— Brief —
Please filter the listing below and copy out the lines that hold "help".

— Records provided —
++++++++
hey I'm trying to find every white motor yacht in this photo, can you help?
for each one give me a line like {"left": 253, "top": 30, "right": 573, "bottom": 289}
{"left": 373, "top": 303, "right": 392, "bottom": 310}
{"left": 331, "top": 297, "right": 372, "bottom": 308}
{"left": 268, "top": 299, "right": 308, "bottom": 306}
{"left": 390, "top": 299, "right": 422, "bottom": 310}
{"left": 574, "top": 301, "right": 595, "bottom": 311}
++++++++
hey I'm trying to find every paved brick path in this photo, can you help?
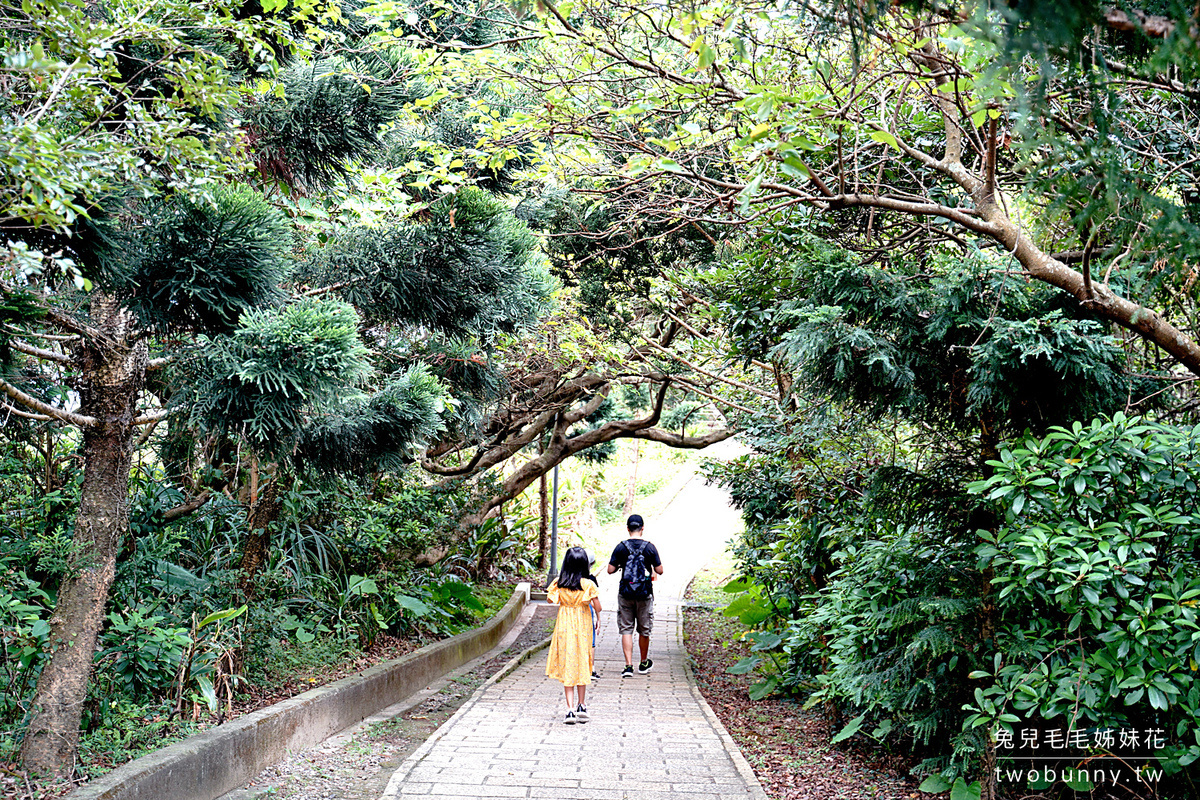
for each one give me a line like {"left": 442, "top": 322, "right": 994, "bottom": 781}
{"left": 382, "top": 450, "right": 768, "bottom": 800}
++++++++
— Written solution —
hey I'm trying to find every white motor yacht in this photo, can you help?
hey I'm trying to find every paved brick path in this photo, can you help?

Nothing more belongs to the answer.